-- Excerpt to read --
- Born: April 14, 1894 Boston, Massachusetts, U.S.
- Died: March 29, 1975 (aged 80) New York City, U.S.
- Education: Harvard College Harvard Medical School
- Known for: Co-discovering Dilantin
- Scientific career
- Fields: Neuroscience
- Workplaces: New York Neurological Institute

= Tracy Putnam =

American medical researcher

Tracy Jackson Putnam (April 14, 1894 – March 29, 1975) was an American neuroscientist and medical researcher. Among other things, he was a co-discoverer of Dilantin for controlling epilepsy.

== Education ==
Putnam graduated from Harvard College in 1915, and then from Harvard Medical School in 1920.

== Career ==
Putnam worked for the Boston City Hospital and in the New York Neurological Institute at Columbia University. He was promoted to director after his work with phenytoin (Dilantin). In 1938, people including himself and H. Houston Merritt discovered phenytoin's usefulness for controlling seizures, without the sedative effects associated with phenobarbital.

(Stored entries)
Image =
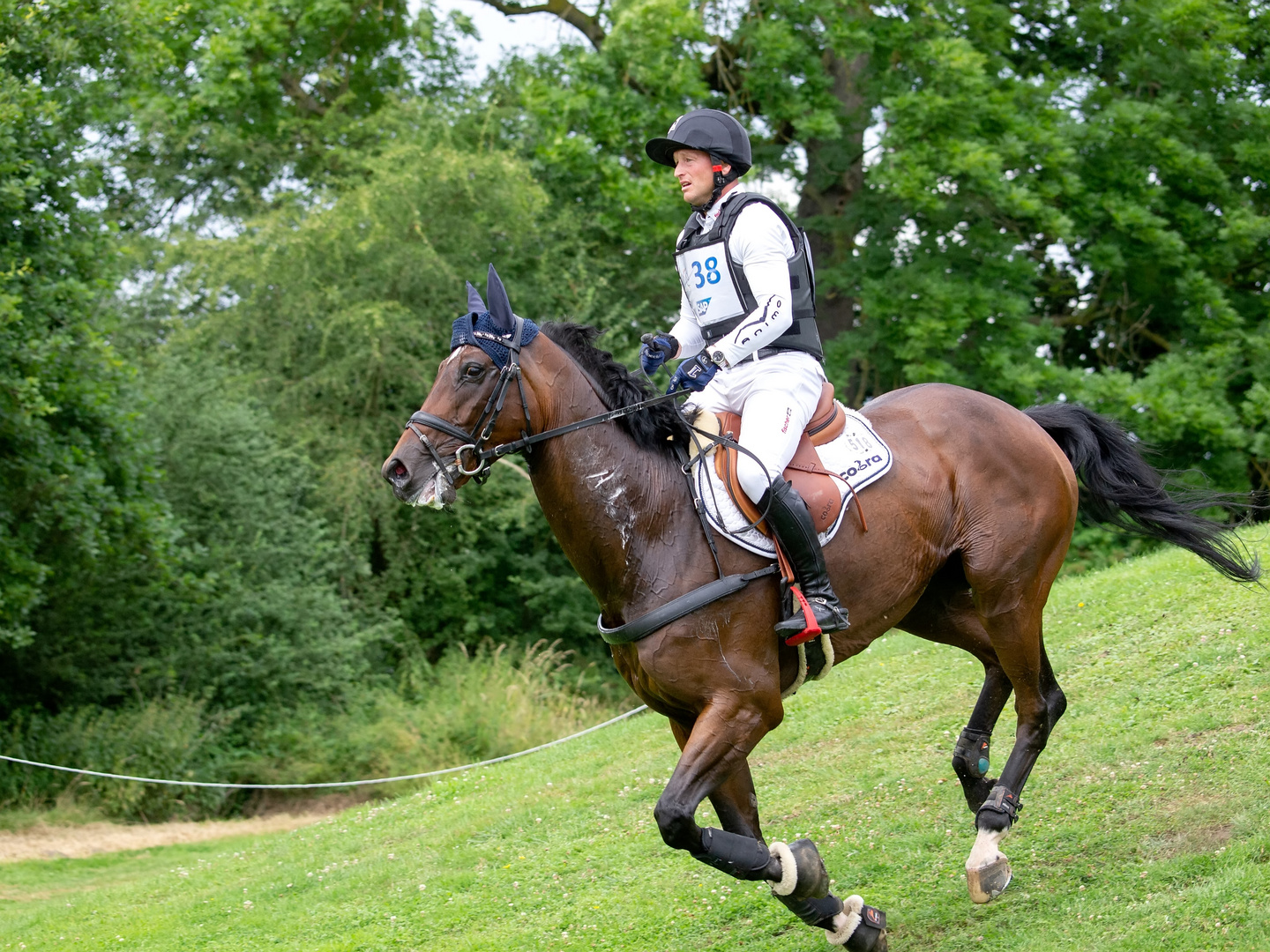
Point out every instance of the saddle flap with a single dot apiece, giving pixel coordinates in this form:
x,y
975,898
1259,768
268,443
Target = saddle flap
x,y
818,490
828,420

-- Apply what you read --
1 - According to the Tracy Putnam biography, in what year did Putnam graduate from Harvard Medical School?
2 - Write out the stretch of the Tracy Putnam biography from "- Education: Harvard" through "for controlling epilepsy.".

-- Answers to the exercise --
1 - 1920

2 -
- Education: Harvard College Harvard Medical School
- Known for: Co-discovering Dilantin
- Scientific career
- Fields: Neuroscience
- Workplaces: New York Neurological Institute

= Tracy Putnam =

American medical researcher

Tracy Jackson Putnam (April 14, 1894 – March 29, 1975) was an American neuroscientist and medical researcher. Among other things, he was a co-discoverer of Dilantin for controlling epilepsy.